Page extract:
Theme Exploration: External conflicts allow writers to weave in broader societal themes and messages, making the narrative richer and more thought-provoking.
External conflict is more than just a storytelling device; it’s the crucible in which characters are tested, plots are shaped, and deeper truths are unearthed.
10 Types of External Conflicts
- Man vs. Man: This is one of the most common forms of external conflict, where two characters have opposing desires or interests. Think of the classic battles between protagonists and antagonists, heroes and villains. This includes battles between two groups, classes, or armies as well as between two individuals.
Man vs. Nature: Here, characters face challenges from the natural environment or creatures. Examples include shipwreck or wilderness survival tales.
Man vs. Society: In these stories, characters challenge societal norms, laws, or cultural practices. They might stand against oppressive regimes or societal prejudices.
Man vs. Supernatural: Characters confront supernatural forces, such as ghosts, monsters, deities, or otherworldly entities. This is common in horror and mythological tales.
Man vs. Machine: Characters face challenges posed by technology or machinery. This is prevalent in science fiction, where characters might confront rogue AIs or become overly reliant on robots.
Man vs. Alien: In this classic sci-fi device, humans confront extraterrestrial beings – either in battle, cultural clashes, or efforts to understand the unknown.
Man vs. Fate/Destiny: Characters attempt to resist, change, or accept a predetermined fate or destiny. This conflict is central to tragedies or stories with a strong sense of destiny. It could even take the form of a time-travel tale.
Man vs. Time: This is slightly different than Man vs. Fate because of the breakneck pace of these stories. In Man vs. Time, characters are racing against the clock. Whether it’s to prevent a disaster, save someone, or achieve a goal before it’s too late, time itself is the antagonist.

Record excerpts:
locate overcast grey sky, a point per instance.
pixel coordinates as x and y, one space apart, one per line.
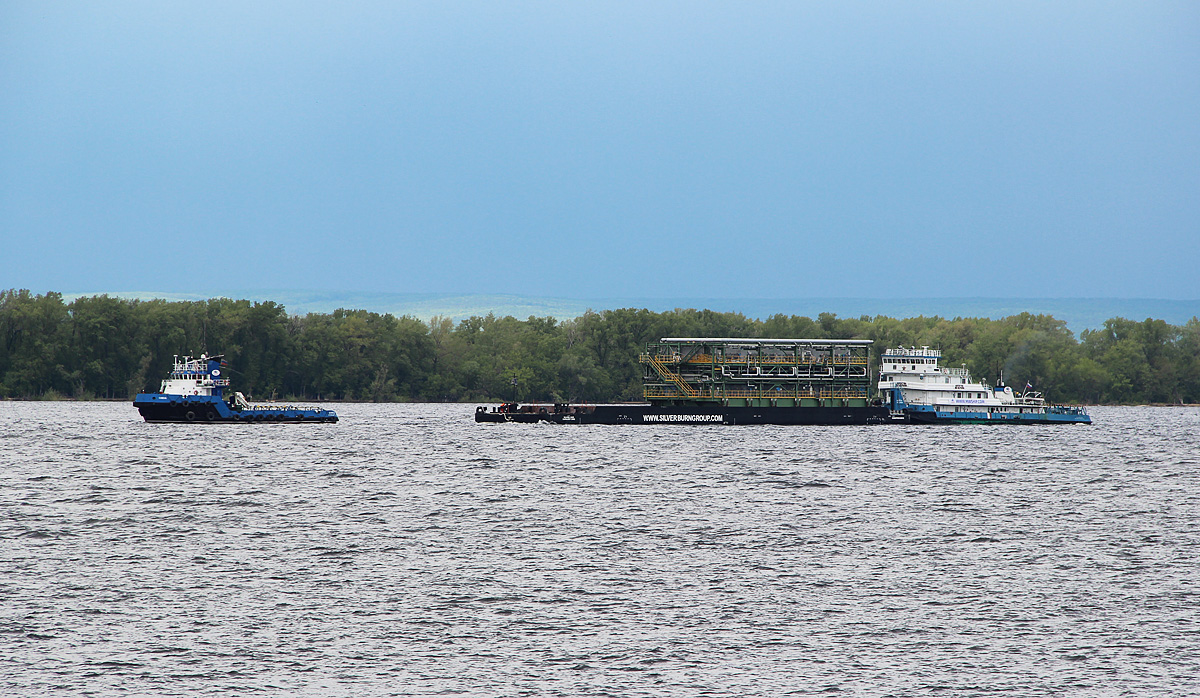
603 149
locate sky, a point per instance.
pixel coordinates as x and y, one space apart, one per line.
603 149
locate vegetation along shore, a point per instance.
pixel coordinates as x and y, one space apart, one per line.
108 348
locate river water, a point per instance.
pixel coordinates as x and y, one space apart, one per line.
407 551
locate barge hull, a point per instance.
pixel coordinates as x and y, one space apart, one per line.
649 414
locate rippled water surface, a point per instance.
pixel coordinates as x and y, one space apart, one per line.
407 551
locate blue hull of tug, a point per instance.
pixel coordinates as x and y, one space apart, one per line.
208 409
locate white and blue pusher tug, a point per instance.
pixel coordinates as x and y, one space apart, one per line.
195 392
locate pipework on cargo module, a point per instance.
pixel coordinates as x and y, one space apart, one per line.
732 381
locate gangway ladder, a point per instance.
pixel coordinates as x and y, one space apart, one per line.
661 368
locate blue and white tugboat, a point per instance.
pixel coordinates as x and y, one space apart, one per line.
917 390
195 392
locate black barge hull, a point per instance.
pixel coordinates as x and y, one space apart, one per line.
648 414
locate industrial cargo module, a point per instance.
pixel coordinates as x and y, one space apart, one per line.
720 380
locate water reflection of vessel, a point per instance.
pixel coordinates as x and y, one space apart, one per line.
731 381
913 385
195 392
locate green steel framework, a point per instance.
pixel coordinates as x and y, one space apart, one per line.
741 372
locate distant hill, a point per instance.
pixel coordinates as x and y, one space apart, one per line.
1078 313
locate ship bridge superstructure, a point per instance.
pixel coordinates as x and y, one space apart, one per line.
748 372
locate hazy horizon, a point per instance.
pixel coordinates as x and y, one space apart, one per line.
599 150
1078 313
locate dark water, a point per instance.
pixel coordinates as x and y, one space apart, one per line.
411 552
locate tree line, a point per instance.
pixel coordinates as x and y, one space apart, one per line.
103 347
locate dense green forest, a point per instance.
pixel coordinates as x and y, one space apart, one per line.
102 347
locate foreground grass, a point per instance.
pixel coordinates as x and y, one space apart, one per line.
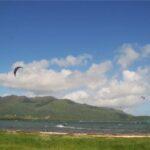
35 141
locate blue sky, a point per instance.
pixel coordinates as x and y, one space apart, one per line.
33 31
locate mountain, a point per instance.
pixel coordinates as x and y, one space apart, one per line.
50 108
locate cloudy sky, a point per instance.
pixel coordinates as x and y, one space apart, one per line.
91 52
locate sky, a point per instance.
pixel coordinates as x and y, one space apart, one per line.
96 53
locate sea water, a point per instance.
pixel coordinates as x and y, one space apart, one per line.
78 126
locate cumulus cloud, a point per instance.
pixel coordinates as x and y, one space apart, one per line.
71 60
127 56
146 51
95 86
78 96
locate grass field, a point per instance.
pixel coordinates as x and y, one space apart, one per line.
36 141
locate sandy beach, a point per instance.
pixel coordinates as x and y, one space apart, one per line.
98 135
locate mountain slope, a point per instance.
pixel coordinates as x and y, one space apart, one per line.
49 108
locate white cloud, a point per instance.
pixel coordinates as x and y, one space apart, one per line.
146 51
78 96
71 60
127 56
94 86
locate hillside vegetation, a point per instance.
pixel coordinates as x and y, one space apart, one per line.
50 108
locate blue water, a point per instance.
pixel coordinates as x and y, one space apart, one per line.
77 126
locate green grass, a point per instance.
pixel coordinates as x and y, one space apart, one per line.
36 141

Task:
Sum up the passage on external conflict in two sentences.

Response below:
External conflict tests characters, shapes plots, and unearths deeper truths, and it lets writers weave in broader societal themes that make a narrative richer. Its types include characters set against other characters, nature, society, the supernatural, machines, aliens, fate or destiny, and time, where characters race against the clock and time itself is the antagonist.